September 30, 2001 8:19 AM   Subscribe

Justice O'Connor foresees cutbacks in personal liberties. Sandra Day O'Connor, during remarks given at the groundbreaking ceremonies for a Law School Building at NYU, cautions Americans that we may face restrictions in our personal freedoms. No real specifics in the remarks, but intriguing in that she would be among those having the final say as to the constitutionality of any laws that arise out of the "War on Terrorism". She poses some interesting questions in her remarks. And she is considered to be one of the moderate Justices.
posted by MAYORBOB (13 comments total)

 
Do the restrictions proposed by Sandra Day O’Connor include those of Senator Kay O’Connor [see next article on women staying home]? And why do these O’Connor women have rhyming names? :^p
posted by Davezilla at 9:44 AM on September 30, 2001


> Justice O'Connor foresees cutbacks in personal liberties.

You mean like another coup? She didn't much care for freedom, liberty and constitutionality back in December -- why the sudden change of heart?
posted by RavinDave at 9:53 AM on September 30, 2001


And she is considered to be one of the moderate Justices.
Just imagine what mr. Rehnquist, Scalia and Thomas are going to do, then
posted by matteo at 10:48 AM on September 30, 2001


Has the U.S. ever had a worse set of Supreme Court justices? It seems they have the United States confused with some banana republic. You'd think they'd have at least READ the Constitution they're sworn to uphold.
posted by rushmc at 10:57 AM on September 30, 2001


Jeesh, I've already accepted that it's too late to ask the Executive or Legislative branches of our gov't for any restraint, but I'd been kidding myself that at least the Judiciary still knew its job is to uphold constitutionality, not to help enforce unconstitutional policies...
posted by Zurishaddai at 11:04 AM on September 30, 2001


Has the U.S. ever had a worse set of Supreme Court justices?

Yes, we have. It's just that since the group we had before Rhenquist ascended to Chief Justice was one of the best we've had, that it's difficult to remember courts like the one that decided the Dred Scott case.

And she is considered to be one of the moderate Justices

Not so much of a moderate, as one who has made her niche on the Court as a swing vote - letting the others voice their opinions to either extreme, and then wielding power by casting the deciding vote.

It's surprising that any member of the Supreme Court voiced any opinion on the subject of civil liberties in the wake of September's attacks. There is a real pressure upon the Justices to not speak on issues that face the public. The role of the Court in the Dred Scott decision above has been described by many to help "hasten" the conflict between the north and south in the Civil war, but that was after a decision. To make a statement like hers, even though not a strong statement, was probably pretty irresponsible.
posted by bragadocchio at 11:50 AM on September 30, 2001


Am I way off here or isn't it inappropriate for a justice (of the supreme court, no less) to opine in this way publically? Not privately, of course, but in an obvious public role outside the bench. I see this as opinion even if someone can argue it's analysis. In either case, given her position, she shouldn't be doing it with such broad public exposure. It's as if she's informally giving indication of how things are going to be decided.

Is she giving notice here to the ACLU et al?

_GIVEN ENTRIES_:

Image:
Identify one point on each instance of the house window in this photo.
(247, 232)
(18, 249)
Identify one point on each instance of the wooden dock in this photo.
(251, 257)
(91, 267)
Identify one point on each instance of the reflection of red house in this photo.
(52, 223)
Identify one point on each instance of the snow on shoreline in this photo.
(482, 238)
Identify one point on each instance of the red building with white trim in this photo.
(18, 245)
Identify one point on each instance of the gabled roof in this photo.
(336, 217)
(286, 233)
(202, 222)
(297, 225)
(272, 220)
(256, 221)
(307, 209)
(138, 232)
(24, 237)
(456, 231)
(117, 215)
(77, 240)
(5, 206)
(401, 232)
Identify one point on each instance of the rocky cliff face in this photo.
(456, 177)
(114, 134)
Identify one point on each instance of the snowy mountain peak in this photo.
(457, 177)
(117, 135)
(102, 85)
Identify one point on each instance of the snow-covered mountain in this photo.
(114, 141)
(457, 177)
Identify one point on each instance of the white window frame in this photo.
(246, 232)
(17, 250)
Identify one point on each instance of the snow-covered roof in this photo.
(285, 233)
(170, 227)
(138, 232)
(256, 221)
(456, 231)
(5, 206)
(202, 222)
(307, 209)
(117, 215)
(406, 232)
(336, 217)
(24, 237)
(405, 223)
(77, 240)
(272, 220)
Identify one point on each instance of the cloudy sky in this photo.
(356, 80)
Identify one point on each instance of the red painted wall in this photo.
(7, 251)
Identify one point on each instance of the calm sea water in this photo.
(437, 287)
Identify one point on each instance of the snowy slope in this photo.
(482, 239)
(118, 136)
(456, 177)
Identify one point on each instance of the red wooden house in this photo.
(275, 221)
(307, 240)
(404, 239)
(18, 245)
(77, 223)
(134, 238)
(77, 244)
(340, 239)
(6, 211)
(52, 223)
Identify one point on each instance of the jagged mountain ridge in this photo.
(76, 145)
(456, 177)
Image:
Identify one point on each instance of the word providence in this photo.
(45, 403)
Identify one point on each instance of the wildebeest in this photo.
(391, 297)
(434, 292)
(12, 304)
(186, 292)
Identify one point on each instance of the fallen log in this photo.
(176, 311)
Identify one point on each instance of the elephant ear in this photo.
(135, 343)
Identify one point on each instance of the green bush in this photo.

_GIVEN TASK_:
Please translate this sentence from the thread about Justice O'Connor's remarks into Spanish: "There is a real pressure upon the Justices to not speak on issues that face the public."

_SOLUTION FOR THIS PROBLEM_:
Existe una verdadera presión sobre los magistrados para que no se pronuncien sobre los asuntos que enfrenta el público.